§ Document passage:
[START]

20th
Jun

Today I’m
excited to participate in the Blog Tour of ‘A Deadly Game’ by Gary M. Leppers.
This is a Mystery/ Thriller novel that was published on December 6th, 2016.
Check out this post for more info about this book and to read an excerpt.

About the Book:

https://www.goodreads.com/book/show/33519419-a-deadly-game?ac=1&from_search=true
Professional
baseball players in multiple cities have been injured inexplicably–and two
have died. When former police detective David Kenmuir tries to learn why, he
becomes trapped in a collision between the make-believe world of fantasy
baseball leagues and the very real world of crime-for-hire. In order to escape
from it, he must end it–and manage to stay alive in the midst of lethal
conflicts between a mob boss and his maverick subordinate, and between himself
and a nemesis from his past. It won’t be easy.

The Facts:

Publication
Date:
December
6th, 2016
Series:
Genre:
Mystery,
Thriller
Pages:
299
Formats:
eBook,
Paperback
Available
at:

Excerpt:

He
flinched when a sudden and jagged burst of light flashed in front of him. Then
he counted—one, one thousand…two, one thousand…three, one thousand…four, one
thousand—before a deep boom overtook the light. Symbolic, he thought. The
thunder’s getting closer and
so am I.

[END]

§ Goals:
**1)** Do these statements agree with the blog tour post about "A Deadly Game"? For each, answer yes or no and quote the deciding words of the post. (a) The novel was published on December 6th, 2016. (b) David Kenmuir is a former firefighter. (c) Three professional baseball players have died.
**2)** Pick up the blog tour post about "A Deadly Game" right after its last sentence and write what comes next.

§ Stored records:
[START]

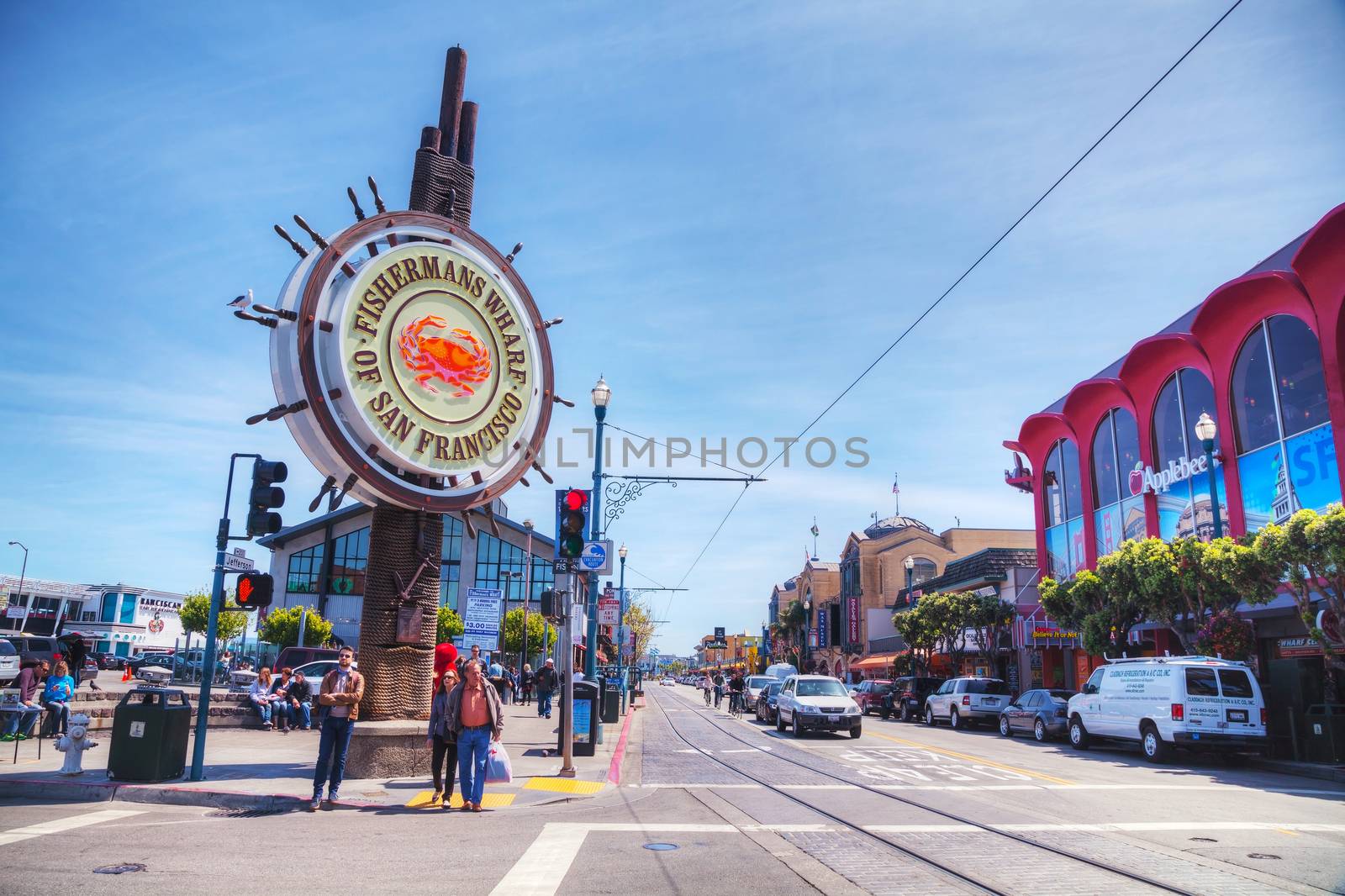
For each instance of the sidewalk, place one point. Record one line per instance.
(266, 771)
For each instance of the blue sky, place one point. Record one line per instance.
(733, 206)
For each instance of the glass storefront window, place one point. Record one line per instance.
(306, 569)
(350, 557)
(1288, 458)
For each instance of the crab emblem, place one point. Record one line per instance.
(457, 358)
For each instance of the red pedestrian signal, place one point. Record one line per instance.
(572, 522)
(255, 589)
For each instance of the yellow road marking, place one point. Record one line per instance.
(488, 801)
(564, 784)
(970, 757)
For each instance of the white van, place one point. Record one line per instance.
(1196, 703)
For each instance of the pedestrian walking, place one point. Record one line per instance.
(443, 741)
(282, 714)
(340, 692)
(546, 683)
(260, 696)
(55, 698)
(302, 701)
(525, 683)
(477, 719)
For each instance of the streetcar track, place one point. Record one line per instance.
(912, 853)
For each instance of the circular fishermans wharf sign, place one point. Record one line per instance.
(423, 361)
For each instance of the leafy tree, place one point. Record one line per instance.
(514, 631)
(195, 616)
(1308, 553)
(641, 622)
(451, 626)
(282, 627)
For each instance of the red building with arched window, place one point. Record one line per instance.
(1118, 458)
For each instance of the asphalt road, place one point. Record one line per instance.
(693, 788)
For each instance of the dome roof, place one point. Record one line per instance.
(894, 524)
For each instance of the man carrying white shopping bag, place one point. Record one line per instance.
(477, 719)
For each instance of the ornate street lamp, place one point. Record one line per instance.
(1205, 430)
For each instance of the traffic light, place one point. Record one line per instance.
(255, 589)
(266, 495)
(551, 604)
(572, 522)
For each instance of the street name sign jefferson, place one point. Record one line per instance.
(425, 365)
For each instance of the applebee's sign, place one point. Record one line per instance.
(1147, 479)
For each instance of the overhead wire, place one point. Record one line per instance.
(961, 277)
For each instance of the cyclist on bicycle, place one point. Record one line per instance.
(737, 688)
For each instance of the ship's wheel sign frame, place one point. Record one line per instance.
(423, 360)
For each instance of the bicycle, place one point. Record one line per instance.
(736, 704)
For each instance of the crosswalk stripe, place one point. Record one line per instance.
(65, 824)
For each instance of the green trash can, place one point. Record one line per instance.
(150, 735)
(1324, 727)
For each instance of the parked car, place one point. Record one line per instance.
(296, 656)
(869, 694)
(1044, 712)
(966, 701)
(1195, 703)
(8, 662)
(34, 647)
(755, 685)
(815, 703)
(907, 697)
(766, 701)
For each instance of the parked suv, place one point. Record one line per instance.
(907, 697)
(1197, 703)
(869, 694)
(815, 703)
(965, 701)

[END]
[START]

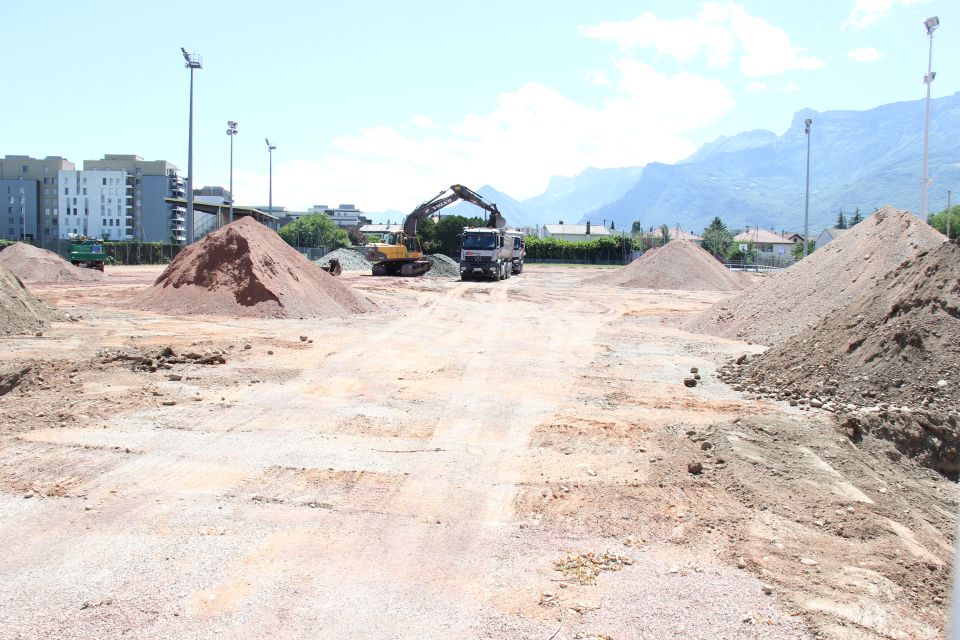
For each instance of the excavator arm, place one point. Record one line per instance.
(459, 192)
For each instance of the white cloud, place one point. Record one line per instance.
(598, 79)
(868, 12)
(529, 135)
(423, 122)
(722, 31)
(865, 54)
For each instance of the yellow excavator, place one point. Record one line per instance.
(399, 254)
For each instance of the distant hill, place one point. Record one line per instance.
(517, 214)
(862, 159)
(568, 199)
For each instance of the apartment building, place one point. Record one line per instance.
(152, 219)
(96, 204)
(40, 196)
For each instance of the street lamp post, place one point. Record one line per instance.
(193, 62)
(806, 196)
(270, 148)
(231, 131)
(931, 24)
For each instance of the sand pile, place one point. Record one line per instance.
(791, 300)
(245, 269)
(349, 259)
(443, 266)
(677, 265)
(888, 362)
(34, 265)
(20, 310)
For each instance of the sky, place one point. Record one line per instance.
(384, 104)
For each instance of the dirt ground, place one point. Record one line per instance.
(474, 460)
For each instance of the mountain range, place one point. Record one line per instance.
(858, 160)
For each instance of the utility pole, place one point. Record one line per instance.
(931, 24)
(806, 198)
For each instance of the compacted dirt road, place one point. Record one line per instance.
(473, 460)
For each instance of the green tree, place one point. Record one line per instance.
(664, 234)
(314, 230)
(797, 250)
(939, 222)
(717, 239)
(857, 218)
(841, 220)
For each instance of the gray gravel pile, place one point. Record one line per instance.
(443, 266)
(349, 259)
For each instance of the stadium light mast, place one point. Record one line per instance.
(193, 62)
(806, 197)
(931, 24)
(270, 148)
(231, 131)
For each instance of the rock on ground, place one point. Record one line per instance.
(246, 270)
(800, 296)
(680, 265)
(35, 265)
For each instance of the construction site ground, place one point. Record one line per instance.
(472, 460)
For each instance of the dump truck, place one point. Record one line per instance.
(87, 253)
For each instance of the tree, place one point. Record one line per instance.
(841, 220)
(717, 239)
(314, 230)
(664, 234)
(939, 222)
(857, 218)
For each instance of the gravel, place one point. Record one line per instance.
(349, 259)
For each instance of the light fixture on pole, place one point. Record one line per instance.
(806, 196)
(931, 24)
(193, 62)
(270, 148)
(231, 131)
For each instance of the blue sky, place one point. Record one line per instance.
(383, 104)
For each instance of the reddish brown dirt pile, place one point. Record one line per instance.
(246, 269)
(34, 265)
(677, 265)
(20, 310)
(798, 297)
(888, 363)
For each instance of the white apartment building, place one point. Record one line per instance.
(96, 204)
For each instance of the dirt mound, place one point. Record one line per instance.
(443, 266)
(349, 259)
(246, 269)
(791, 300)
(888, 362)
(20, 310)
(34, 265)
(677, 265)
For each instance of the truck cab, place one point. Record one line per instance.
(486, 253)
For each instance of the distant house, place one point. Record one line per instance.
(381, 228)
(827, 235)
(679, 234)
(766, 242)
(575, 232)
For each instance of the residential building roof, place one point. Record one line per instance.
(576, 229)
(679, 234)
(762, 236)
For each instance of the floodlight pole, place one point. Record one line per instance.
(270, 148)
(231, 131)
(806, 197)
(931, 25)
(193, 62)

[END]
[START]

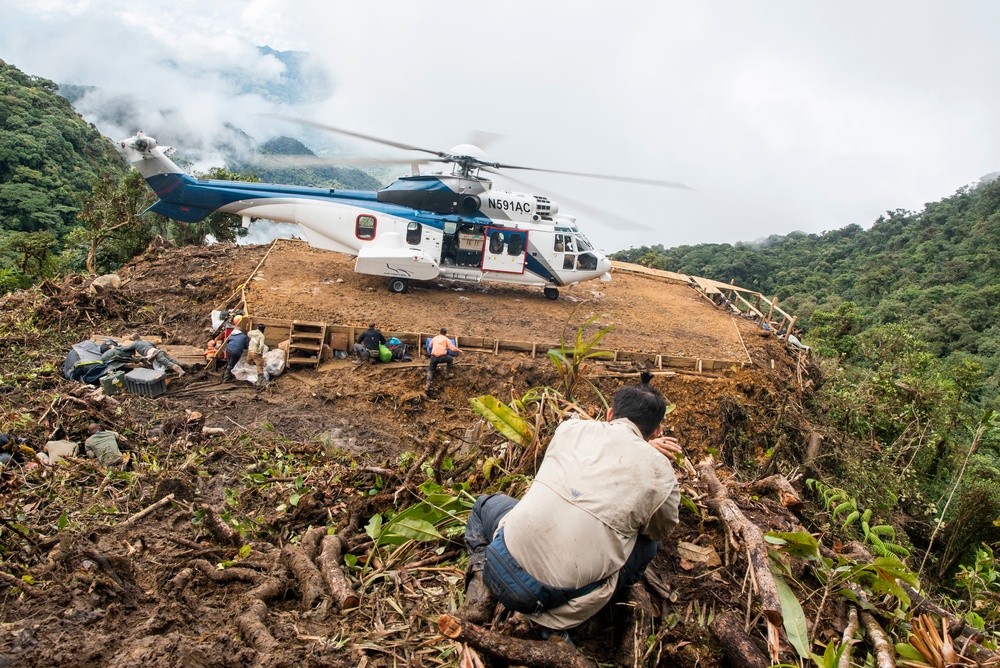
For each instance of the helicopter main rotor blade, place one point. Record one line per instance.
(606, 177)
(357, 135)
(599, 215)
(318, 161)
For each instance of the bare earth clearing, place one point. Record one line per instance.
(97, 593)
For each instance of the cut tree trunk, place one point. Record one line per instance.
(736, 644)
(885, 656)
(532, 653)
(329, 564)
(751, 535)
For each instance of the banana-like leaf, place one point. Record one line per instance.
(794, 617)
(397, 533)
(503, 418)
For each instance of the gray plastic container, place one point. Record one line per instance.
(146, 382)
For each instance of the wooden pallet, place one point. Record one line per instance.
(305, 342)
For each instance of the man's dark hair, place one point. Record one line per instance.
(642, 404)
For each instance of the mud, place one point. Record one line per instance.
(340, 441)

[END]

§ Answers for this exercise:
**1)**
(a) Yes: "published on December 6th, 2016."
(b) No: "former police detective David Kenmuir"
(c) No: "two have died"

**2)**
He
looked at his reflection in the huge 12th-floor
window of his office. The classic embodiment of a leader, he thought: 43 years
old, suit custom-tailored to his lean six feet, clean shaven, dark hair trimmed
above his ears (rock ‘n’ roll
bands be damned). What he considered his best feature wasn’t visible: a slight limp that he would
explain, with modest reluctance, as the result of a wound in his left thigh,
where he’d
been bayoneted during hand-to-hand combat with a Vietcong soldier—which wasn’t quite true, but was close enough:
during the war, yes, but the result of slipping in muck during a monsoon and
being impaled on a tent peg.
When
he returned from Vietnam, he was appointed executive vice-president of his
father’s computer hardware
business. Five years later, a cerebral aneurysm soundlessly killed his sleeping
father and transformed the business into his business.
He’d always known he had the decisive,
shrewd, and prescient intellect of a leader. Unfortunately, those same characteristics
had been resented all his life—which was why he’d been thwarted in running for student
offices in high school and college, as his classmates always had chosen others’ popularity over his competence, and
why his Army career had stalled, as his intimidated contemporaries and even
commanders had deprived him of deserved opportunities and promotions. Finally,
he was in command.
As
expected, the business thrived under his leadership. Until about three years
ago, when it started to decline. Granted, it’d been undramatic: a piece here, a
piece there, but slow and steady, like hunks of soil eroding off a riverbank.
He’d been stunned and
puzzled—until he realized that he was the victim, not the cause.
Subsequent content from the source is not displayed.